EXERCISE GOAL — Return, verbatim and in full, the records that follow, but not their pictures.

DATASET —

+===+

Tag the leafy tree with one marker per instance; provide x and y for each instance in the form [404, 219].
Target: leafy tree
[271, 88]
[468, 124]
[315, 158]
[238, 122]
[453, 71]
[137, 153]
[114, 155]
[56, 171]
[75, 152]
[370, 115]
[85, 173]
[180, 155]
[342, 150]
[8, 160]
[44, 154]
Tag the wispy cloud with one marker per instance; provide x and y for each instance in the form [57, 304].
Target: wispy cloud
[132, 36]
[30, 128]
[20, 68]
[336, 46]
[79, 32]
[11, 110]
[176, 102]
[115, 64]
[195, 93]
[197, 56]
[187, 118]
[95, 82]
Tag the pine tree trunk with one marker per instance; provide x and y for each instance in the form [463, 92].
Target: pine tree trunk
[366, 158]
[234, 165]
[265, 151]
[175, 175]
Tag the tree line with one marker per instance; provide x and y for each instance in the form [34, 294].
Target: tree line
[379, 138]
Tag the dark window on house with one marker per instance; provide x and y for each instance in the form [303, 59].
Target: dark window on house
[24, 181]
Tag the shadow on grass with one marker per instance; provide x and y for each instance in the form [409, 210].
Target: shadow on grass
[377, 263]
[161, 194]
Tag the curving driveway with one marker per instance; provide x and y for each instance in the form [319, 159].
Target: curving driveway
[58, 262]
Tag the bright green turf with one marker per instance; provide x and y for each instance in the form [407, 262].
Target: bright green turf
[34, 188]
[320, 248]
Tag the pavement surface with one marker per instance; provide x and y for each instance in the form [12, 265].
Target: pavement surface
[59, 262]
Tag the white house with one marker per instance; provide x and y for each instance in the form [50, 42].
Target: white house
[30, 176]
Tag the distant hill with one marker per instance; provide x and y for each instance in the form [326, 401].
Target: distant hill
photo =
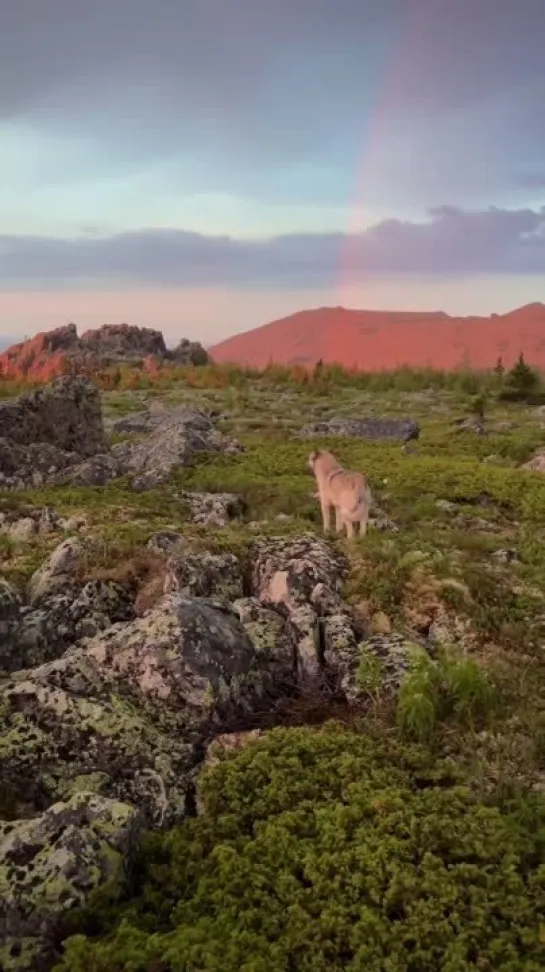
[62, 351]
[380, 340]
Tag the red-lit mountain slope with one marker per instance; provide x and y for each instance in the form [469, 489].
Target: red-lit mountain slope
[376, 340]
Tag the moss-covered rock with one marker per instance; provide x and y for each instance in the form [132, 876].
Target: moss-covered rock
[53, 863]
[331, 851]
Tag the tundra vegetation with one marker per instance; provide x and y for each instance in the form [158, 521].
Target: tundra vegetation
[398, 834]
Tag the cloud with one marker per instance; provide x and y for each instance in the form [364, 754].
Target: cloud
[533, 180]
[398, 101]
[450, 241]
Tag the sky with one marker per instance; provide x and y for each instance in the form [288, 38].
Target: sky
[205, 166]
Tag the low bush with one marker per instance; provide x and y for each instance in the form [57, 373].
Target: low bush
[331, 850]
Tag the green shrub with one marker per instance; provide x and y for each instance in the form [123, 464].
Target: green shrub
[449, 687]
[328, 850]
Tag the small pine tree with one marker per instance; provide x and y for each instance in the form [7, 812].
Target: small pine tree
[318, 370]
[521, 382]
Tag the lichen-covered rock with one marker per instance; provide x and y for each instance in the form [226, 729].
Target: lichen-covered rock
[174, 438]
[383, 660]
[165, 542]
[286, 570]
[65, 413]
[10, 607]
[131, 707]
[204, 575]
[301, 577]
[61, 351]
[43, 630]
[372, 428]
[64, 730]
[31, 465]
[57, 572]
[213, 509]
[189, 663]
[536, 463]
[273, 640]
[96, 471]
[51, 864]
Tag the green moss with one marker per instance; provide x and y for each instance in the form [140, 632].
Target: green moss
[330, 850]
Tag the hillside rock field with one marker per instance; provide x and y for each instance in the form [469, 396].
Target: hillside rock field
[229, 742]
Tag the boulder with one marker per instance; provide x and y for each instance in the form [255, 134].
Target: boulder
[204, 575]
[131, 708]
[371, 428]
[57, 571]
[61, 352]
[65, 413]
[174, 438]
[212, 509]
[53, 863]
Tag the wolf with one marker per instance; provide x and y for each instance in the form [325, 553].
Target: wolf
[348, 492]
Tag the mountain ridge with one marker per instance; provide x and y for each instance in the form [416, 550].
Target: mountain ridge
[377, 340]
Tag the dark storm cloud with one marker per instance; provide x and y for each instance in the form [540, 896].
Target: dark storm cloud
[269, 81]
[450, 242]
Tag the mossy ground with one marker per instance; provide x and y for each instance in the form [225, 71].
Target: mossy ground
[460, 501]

+===+

EXERCISE RESULT —
Tag the leafy tree with one marker per instance; provide x and y for each instance in the form [404, 219].
Target: leafy tree
[271, 88]
[468, 124]
[315, 158]
[238, 122]
[453, 71]
[137, 153]
[114, 155]
[56, 171]
[75, 152]
[370, 115]
[85, 173]
[180, 155]
[342, 150]
[8, 160]
[44, 154]
Tag the wispy cloud with one marker per instance; provide x and y for each instance in the form [57, 304].
Target: wispy cloud
[132, 36]
[30, 128]
[20, 68]
[336, 46]
[79, 32]
[11, 110]
[176, 102]
[115, 64]
[195, 93]
[197, 56]
[187, 118]
[95, 82]
Tag the pine tree trunk with one marker per instance; provide x and y for each instance in the form [463, 92].
Target: pine tree trunk
[366, 158]
[234, 165]
[265, 151]
[175, 175]
Tag the tree line with one marker per instance; provide x and y for each instance in the form [34, 294].
Target: tree line
[379, 138]
Tag the dark window on house with one marker per instance; provide x and y for each instance in the form [303, 59].
Target: dark window on house
[24, 181]
Tag the shadow on grass with one marker per instance; provide x and y for each instance in the form [409, 210].
Target: shadow on grass
[377, 263]
[161, 194]
Tag the curving driveway with one marker per instance; provide x and y for each instance in the form [319, 159].
Target: curving driveway
[58, 262]
Tag the bright green turf with one marker per instance; provide x and y for each instance in the form [407, 262].
Target: bright green turf
[34, 188]
[320, 248]
Tag the pavement surface with one marker per instance; provide x and y for each instance in the form [12, 265].
Target: pavement surface
[59, 262]
Tag the white house with one marker per instance; provide x and y for each instance in the form [50, 42].
Target: white house
[30, 176]
Tag the distant hill with one marker per instance; provide x and y for each instance in the form [326, 401].
Target: distant hill
photo =
[62, 351]
[380, 340]
Tag the red-lit mountain slope with one marker per instance; provide x and y for each instance in the form [469, 489].
Target: red-lit mountain slope
[376, 340]
Tag the moss-covered rock with one marker per instance; provide x and y for each instance in the form [132, 876].
Target: moss-covered rock
[53, 863]
[331, 851]
Tag the tundra vegetation with one marker per instance; provide x and y for each instance in the form [158, 521].
Target: tundra vegetation
[398, 834]
Tag the cloud with one marker per instance; provide x and y for each instance in the form [364, 754].
Target: cloud
[533, 180]
[398, 101]
[450, 241]
Tag the sky with one marker per instance; provide x and y for each instance in the form [288, 38].
Target: sky
[205, 166]
Tag the low bush with one marker per instance; provide x and y for each instance in the form [57, 373].
Target: low bush
[331, 850]
Tag the green shrub with one marker per instance; provide x and y for each instance in the form [123, 464].
Target: green shrub
[449, 687]
[328, 850]
Tag the small pine tree with one marker per instance; provide x and y for each instance in the form [7, 812].
Target: small pine tree
[318, 370]
[521, 382]
Tag the lichen-covered rock with one marker per instance; provide x and y for each instance in the form [226, 729].
Target: lichen-covered rock
[174, 438]
[383, 660]
[165, 542]
[286, 570]
[65, 413]
[10, 607]
[131, 707]
[204, 575]
[301, 577]
[61, 351]
[43, 630]
[372, 428]
[64, 730]
[31, 465]
[57, 572]
[213, 509]
[189, 663]
[536, 463]
[273, 640]
[96, 471]
[51, 864]
Tag the green moss with one marker per instance; provide x and y for each instance in the form [140, 632].
Target: green moss
[330, 850]
Tag the hillside rock field with one marker per instance; provide x and y for each instance in the form [469, 396].
Target: hillside rock field
[229, 742]
Tag the boulder with one marker per instance; provide x and y for each instance in the form [255, 134].
Target: boulder
[204, 575]
[131, 708]
[371, 428]
[57, 571]
[61, 352]
[65, 413]
[174, 438]
[212, 509]
[53, 863]
Tag the wolf with one marker per instance; provide x and y for each instance in the form [325, 553].
Target: wolf
[348, 492]
Tag the mountain ridge with one marker per instance; provide x and y for each instance in the form [416, 550].
Target: mountain ridge
[377, 340]
Tag the dark storm cloud with one marker per instance; provide x and y for each instance in the form [540, 896].
Target: dark storm cloud
[269, 81]
[450, 242]
Tag the mossy ground with one marker per instance; provide x and y for each instance in the form [225, 71].
Target: mossy ground
[460, 501]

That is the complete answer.